▶ _WHAT THE TASK REQUIRES_: Using the records that appear below, write out exactly the lines from the one with "[tag] goalkeeper socks" through the one with "[tag] shirt sleeve", keeping both end lines.

▶ _INPUT FOR THIS TASK_:
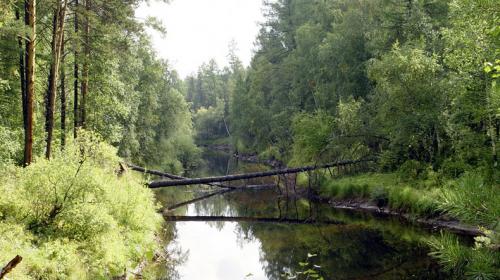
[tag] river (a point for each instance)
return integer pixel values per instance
(363, 247)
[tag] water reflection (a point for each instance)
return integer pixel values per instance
(216, 251)
(363, 248)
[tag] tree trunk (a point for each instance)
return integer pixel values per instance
(75, 75)
(22, 72)
(63, 98)
(57, 41)
(236, 177)
(85, 73)
(30, 18)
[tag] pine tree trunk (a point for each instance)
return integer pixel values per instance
(75, 75)
(85, 73)
(22, 72)
(30, 6)
(57, 36)
(63, 98)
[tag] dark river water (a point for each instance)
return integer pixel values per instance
(363, 247)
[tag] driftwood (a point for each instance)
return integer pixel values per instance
(207, 180)
(175, 206)
(170, 176)
(172, 218)
(11, 265)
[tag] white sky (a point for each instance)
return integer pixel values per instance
(198, 30)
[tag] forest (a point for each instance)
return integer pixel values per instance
(412, 83)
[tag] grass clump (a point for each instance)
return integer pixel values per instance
(73, 218)
(471, 200)
(481, 262)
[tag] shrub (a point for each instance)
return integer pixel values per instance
(73, 217)
(380, 196)
(412, 170)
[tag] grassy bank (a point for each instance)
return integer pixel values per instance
(74, 217)
(468, 199)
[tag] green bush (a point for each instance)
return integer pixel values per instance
(73, 218)
(453, 168)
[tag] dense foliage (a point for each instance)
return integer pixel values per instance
(132, 98)
(73, 218)
(343, 79)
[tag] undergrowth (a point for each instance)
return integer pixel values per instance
(468, 199)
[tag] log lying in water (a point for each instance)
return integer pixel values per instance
(177, 205)
(170, 176)
(248, 219)
(249, 187)
(10, 266)
(207, 180)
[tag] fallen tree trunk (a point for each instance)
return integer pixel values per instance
(175, 206)
(248, 219)
(207, 180)
(170, 176)
(434, 224)
(11, 265)
(249, 187)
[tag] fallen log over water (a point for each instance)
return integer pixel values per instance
(170, 176)
(435, 224)
(248, 219)
(175, 206)
(249, 187)
(207, 180)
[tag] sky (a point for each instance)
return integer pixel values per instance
(198, 30)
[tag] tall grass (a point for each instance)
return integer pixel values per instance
(73, 218)
(471, 200)
(462, 262)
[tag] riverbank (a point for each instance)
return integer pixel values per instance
(468, 205)
(76, 216)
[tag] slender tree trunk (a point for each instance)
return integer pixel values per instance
(30, 6)
(85, 73)
(57, 36)
(75, 75)
(63, 98)
(22, 72)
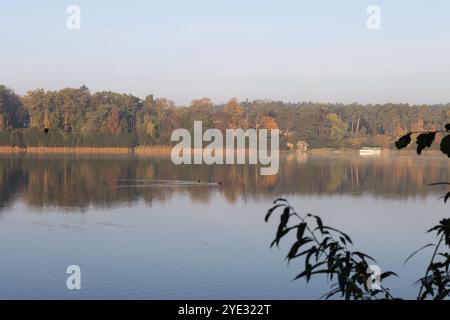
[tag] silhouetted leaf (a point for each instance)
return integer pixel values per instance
(271, 210)
(301, 230)
(445, 145)
(319, 222)
(425, 140)
(404, 141)
(388, 274)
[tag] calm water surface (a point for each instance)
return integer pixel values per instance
(143, 228)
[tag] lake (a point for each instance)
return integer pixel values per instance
(143, 228)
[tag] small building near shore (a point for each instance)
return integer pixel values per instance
(302, 146)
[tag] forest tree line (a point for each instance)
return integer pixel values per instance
(75, 117)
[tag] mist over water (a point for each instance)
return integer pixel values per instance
(142, 227)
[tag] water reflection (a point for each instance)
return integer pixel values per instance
(81, 181)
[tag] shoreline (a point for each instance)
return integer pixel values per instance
(165, 150)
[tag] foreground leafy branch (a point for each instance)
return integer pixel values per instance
(326, 252)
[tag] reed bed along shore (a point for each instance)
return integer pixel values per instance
(93, 150)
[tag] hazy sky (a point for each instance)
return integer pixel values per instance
(289, 50)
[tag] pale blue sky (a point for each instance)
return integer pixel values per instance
(288, 50)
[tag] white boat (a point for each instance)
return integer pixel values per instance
(366, 151)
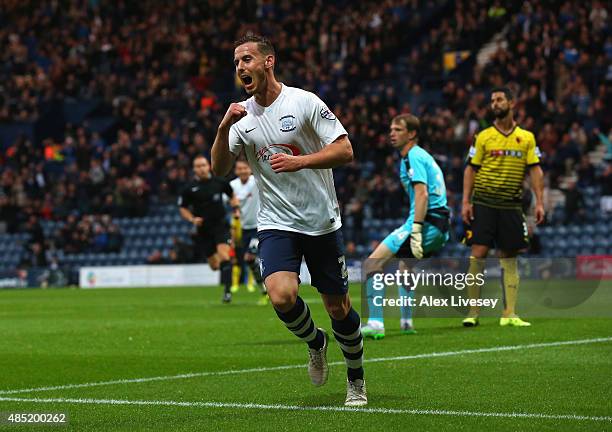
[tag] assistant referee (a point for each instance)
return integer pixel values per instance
(492, 196)
(201, 204)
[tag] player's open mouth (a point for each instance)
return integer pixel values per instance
(246, 79)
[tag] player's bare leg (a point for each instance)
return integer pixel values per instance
(510, 282)
(477, 263)
(283, 291)
(225, 266)
(375, 327)
(253, 264)
(346, 326)
(406, 324)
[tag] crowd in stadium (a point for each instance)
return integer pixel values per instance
(164, 74)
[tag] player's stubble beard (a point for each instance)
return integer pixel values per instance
(501, 114)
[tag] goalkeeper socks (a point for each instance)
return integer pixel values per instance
(375, 310)
(348, 335)
(510, 280)
(406, 310)
(299, 322)
(226, 275)
(476, 266)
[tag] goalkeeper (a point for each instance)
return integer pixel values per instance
(426, 229)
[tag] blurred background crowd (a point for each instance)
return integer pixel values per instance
(104, 104)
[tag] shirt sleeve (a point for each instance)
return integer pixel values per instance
(476, 151)
(533, 152)
(235, 142)
(184, 199)
(324, 122)
(418, 170)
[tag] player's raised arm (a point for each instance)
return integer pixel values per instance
(335, 154)
(221, 157)
(536, 175)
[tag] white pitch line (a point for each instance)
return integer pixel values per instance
(337, 363)
(281, 407)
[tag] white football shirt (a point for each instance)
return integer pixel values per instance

▶ _TASK SOLUTION_:
[tag] goalkeeper socks (a point for each instance)
return integer pixel values per instance
(375, 310)
(348, 335)
(510, 280)
(406, 310)
(299, 322)
(226, 275)
(476, 266)
[tag] goalkeeper (a point for each instance)
return integer pixel values per instance
(426, 229)
[tag] blurred background crowd (a point for each instance)
return integer pixel values per instance
(104, 104)
[tag] shirt sleeve (a point for each instance)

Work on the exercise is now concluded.